**Request:** Copy the full text on the 1947–48 BAA season, word for word.

**Text section:**
☆ ☆ ☆ ☆
- League: Basketball Association of America
- Sport: Basketball
- Duration: November 12, 1947 – March 21, 1948; March 23–25, 1948 (Play-in tournaments); March 23 – April 8, 1948 (Playoffs); April 10–21, 1948 (Finals);
- Games: 48
- Teams: 8

Draft
- Top draft pick: Clifton McNeely
- Picked by: Pittsburgh Ironmen

Regular season
- Top seed: St. Louis Bombers
- Top scorer: Max Zaslofsky (Chicago)

Playoffs
- Eastern champions: Philadelphia Warriors
- Eastern runners-up: St. Louis Bombers
- Western champions: Baltimore Bullets
- Western runners-up: Chicago Stags

Finals
- Champions: Baltimore Bullets
- Runners-up: Philadelphia Warriors

BAA/NBA seasons
- ← 1946–471948–49 →

= 1947–48 BAA season =

Second NBA season

The 1947–48 BAA season was the second season of the Basketball Association of America. The 1948 BAA Playoffs ended with the Baltimore Bullets winning the BAA championship, beating the Philadelphia Warriors in 6 games in the BAA Finals.

Although not celebrated at the time, this season was historic, with Wataru Misaka of the New York Knicks becoming the first person of color to play in modern professional basketball.
☆ ☆ ☆ ☆
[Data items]
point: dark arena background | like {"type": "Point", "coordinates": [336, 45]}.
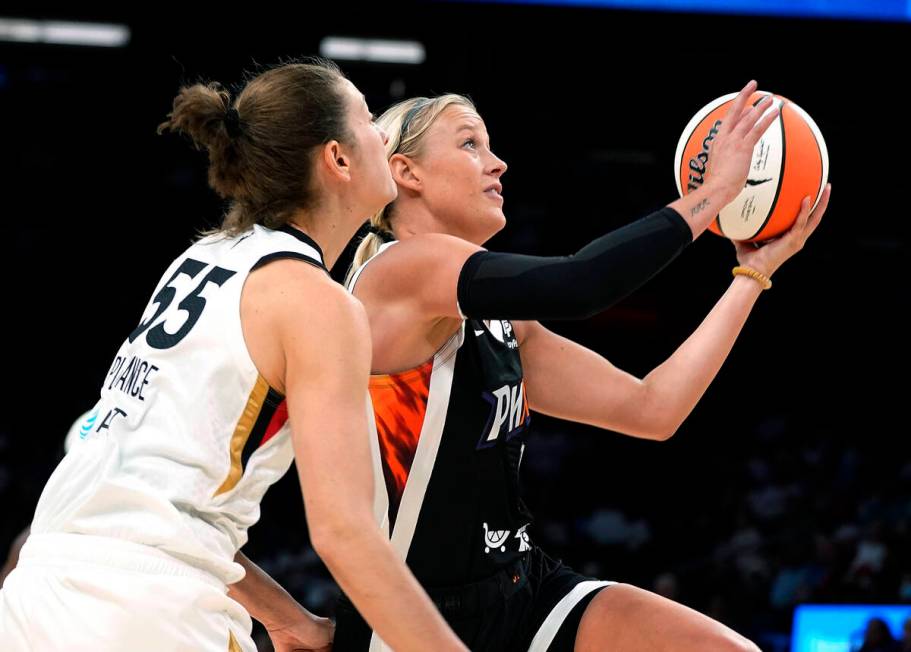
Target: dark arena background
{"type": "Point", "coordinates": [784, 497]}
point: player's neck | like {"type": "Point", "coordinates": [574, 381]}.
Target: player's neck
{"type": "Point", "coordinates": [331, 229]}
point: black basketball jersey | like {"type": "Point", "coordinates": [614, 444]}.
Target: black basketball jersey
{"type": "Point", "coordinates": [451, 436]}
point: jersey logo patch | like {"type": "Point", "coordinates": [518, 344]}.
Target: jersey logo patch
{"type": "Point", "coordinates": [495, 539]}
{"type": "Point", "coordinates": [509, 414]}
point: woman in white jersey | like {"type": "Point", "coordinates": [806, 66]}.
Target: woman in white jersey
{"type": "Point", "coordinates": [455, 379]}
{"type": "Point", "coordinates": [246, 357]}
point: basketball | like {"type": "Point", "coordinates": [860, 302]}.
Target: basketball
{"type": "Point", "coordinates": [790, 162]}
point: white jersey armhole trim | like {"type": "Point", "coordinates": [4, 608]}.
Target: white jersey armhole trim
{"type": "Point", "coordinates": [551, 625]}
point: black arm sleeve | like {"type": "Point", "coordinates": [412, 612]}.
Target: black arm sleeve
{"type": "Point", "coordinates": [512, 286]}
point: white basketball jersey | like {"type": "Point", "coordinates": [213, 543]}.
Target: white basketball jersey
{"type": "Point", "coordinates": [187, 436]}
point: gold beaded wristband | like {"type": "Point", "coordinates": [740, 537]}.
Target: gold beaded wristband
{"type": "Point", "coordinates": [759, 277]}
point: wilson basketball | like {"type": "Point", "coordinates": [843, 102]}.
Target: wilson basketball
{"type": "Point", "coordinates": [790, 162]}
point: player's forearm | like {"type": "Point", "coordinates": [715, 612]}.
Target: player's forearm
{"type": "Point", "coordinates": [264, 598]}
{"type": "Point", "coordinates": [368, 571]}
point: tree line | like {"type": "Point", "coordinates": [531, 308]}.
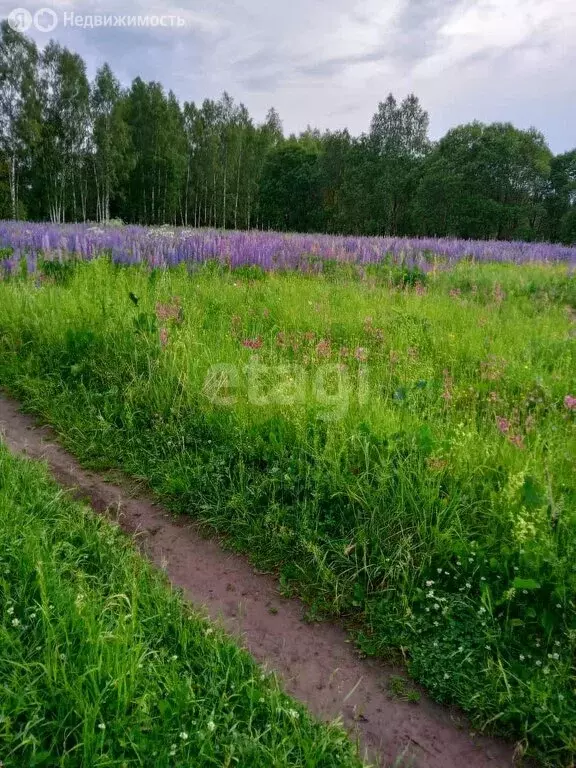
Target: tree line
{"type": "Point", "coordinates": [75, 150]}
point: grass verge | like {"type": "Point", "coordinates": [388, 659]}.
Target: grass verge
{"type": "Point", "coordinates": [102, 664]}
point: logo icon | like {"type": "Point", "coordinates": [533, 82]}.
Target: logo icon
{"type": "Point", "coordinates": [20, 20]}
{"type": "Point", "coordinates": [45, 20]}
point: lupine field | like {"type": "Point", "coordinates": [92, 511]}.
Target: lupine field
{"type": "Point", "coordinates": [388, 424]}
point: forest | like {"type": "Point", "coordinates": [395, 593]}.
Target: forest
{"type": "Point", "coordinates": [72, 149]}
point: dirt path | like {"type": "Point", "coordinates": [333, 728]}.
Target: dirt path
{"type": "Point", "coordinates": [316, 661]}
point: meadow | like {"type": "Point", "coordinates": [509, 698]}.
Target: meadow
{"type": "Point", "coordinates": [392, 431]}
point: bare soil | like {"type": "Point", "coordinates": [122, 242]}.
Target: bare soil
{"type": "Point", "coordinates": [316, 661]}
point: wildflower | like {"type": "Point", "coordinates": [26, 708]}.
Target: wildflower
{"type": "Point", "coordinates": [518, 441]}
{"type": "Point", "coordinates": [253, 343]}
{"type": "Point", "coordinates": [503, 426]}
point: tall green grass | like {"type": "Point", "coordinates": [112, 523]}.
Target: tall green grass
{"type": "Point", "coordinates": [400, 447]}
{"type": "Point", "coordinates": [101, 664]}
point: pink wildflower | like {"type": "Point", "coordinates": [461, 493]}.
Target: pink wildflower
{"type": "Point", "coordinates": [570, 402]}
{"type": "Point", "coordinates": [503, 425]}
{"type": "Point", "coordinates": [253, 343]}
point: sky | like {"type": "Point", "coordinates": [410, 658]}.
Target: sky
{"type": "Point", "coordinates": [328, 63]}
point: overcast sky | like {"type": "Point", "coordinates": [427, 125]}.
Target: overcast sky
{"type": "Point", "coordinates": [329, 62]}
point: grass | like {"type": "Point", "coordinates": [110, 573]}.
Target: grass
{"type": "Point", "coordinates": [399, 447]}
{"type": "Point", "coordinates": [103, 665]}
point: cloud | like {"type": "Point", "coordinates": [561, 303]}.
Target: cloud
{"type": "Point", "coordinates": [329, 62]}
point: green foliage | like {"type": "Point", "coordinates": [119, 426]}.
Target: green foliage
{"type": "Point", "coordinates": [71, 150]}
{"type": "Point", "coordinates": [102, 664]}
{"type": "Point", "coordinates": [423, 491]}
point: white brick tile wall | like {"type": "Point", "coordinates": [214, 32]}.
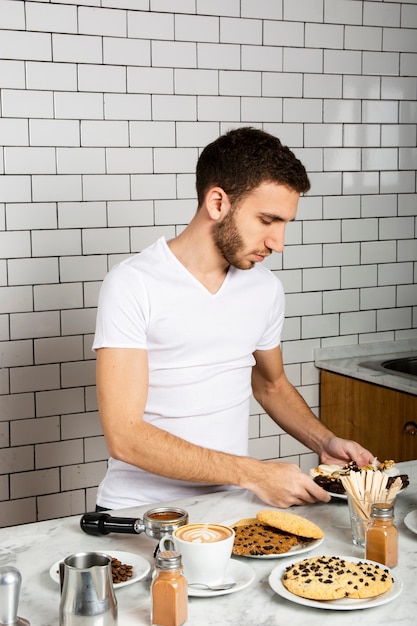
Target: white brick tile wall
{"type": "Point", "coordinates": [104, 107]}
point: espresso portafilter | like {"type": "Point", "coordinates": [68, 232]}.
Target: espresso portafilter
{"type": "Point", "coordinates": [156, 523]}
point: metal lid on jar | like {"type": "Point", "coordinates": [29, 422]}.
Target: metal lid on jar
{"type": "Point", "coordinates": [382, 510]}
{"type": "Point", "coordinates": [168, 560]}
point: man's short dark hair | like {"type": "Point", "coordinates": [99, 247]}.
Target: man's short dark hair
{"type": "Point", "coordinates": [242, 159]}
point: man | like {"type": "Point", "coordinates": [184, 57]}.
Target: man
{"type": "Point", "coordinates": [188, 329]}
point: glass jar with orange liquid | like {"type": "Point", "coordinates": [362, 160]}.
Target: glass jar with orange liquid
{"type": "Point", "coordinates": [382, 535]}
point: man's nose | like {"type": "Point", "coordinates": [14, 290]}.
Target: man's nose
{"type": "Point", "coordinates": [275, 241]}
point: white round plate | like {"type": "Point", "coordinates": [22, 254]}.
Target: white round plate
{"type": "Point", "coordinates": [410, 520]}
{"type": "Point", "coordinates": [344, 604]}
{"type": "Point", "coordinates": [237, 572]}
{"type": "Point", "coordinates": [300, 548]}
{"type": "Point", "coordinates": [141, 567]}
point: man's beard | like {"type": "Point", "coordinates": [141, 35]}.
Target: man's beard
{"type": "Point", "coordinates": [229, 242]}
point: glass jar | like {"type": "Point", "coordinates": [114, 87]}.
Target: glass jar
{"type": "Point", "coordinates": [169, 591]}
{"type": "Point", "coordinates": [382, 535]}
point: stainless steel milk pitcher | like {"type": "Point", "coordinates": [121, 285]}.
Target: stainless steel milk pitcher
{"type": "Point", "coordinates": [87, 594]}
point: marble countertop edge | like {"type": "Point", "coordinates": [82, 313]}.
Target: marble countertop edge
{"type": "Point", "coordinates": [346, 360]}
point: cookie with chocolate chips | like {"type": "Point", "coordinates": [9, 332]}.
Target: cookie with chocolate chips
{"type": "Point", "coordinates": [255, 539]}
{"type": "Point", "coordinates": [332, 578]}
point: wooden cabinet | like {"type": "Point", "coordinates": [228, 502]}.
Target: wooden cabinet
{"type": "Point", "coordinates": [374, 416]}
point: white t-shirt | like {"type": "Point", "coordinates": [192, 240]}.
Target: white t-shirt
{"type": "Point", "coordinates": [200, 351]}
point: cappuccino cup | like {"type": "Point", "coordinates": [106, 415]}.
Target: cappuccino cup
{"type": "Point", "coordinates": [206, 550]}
☆ ☆ ☆ ☆
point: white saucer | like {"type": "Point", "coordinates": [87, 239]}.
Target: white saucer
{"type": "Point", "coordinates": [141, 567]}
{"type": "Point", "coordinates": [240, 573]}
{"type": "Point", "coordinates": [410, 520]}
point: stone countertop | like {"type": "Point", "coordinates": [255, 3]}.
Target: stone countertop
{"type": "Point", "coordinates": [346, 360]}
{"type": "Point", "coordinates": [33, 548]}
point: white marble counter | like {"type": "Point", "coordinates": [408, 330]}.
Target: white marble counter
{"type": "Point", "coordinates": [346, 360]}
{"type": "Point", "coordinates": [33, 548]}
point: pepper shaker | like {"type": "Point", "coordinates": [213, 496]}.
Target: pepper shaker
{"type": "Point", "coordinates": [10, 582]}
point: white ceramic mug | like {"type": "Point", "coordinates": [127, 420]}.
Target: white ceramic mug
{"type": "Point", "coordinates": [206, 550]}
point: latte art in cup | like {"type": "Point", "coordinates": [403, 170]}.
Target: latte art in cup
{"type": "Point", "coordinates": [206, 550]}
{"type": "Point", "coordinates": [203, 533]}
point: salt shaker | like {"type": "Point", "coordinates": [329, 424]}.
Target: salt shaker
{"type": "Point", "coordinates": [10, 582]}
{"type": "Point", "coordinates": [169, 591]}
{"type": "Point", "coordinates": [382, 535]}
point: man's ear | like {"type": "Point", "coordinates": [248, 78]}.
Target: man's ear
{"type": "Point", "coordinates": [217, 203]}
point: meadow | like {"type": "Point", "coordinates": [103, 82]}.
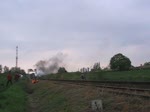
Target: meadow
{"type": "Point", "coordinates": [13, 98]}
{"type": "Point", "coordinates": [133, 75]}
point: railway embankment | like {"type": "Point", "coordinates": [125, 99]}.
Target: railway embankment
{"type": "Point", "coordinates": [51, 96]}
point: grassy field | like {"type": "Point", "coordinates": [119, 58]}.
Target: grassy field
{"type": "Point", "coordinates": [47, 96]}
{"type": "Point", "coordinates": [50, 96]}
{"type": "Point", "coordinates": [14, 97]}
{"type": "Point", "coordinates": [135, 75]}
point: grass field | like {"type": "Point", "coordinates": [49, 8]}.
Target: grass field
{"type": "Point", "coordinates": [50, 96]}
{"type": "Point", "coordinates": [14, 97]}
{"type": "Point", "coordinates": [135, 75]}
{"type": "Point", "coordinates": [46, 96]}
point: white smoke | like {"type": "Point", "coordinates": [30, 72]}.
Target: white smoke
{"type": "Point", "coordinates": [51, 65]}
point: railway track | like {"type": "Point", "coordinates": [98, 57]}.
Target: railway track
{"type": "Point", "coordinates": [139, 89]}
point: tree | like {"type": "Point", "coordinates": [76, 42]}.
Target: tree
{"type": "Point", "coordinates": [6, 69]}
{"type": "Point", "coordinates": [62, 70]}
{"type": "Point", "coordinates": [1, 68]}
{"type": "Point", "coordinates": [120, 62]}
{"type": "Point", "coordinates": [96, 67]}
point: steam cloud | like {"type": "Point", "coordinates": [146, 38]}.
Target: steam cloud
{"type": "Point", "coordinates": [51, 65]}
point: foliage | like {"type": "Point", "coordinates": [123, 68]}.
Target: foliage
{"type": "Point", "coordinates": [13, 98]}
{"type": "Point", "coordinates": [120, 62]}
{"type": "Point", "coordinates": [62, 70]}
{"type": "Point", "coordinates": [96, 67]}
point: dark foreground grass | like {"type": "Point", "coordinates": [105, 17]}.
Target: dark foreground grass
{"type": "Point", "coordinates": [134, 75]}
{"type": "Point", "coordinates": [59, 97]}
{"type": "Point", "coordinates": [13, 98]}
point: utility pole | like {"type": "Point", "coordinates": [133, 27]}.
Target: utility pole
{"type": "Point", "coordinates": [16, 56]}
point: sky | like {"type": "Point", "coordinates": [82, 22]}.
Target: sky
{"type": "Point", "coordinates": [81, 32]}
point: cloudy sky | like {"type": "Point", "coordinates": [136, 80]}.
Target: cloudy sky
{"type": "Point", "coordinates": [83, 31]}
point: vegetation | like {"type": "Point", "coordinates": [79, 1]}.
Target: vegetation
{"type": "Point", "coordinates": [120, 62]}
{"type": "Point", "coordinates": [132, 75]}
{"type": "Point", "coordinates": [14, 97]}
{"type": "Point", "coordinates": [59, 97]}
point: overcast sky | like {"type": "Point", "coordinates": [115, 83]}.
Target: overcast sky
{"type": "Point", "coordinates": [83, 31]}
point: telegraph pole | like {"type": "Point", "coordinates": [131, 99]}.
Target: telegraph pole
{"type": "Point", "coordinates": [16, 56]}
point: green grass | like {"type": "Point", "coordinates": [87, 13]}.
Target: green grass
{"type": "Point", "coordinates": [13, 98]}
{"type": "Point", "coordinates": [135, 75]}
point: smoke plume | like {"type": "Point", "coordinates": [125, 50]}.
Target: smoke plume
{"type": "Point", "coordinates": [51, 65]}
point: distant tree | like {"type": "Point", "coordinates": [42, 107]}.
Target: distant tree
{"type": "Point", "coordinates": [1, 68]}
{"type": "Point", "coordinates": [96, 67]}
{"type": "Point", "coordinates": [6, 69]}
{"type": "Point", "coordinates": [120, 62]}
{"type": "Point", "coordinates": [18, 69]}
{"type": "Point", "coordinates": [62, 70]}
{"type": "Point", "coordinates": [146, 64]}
☆ ☆ ☆ ☆
**Result of the task:**
- League: Basketball Association of America
- Sport: Basketball
- Duration: November 12, 1947 – March 21, 1948; March 23–25, 1948 (Play-in tournaments); March 23 – April 8, 1948 (Playoffs); April 10–21, 1948 (Finals);
- Games: 48
- Teams: 8

Draft
- Top draft pick: Clifton McNeely
- Picked by: Pittsburgh Ironmen

Regular season
- Top seed: St. Louis Bombers
- Top scorer: Max Zaslofsky (Chicago)

Playoffs
- Eastern champions: Philadelphia Warriors
- Eastern runners-up: St. Louis Bombers
- Western champions: Baltimore Bullets
- Western runners-up: Chicago Stags

Finals
- Champions: Baltimore Bullets
- Runners-up: Philadelphia Warriors

BAA/NBA seasons
- ← 1946–471948–49 →

= 1947–48 BAA season =

Second NBA season

The 1947–48 BAA season was the second season of the Basketball Association of America. The 1948 BAA Playoffs ended with the Baltimore Bullets winning the BAA championship, beating the Philadelphia Warriors in 6 games in the BAA Finals.

Although not celebrated at the time, this season was historic, with Wataru Misaka of the New York Knicks becoming the first person of color to play in modern professional basketball.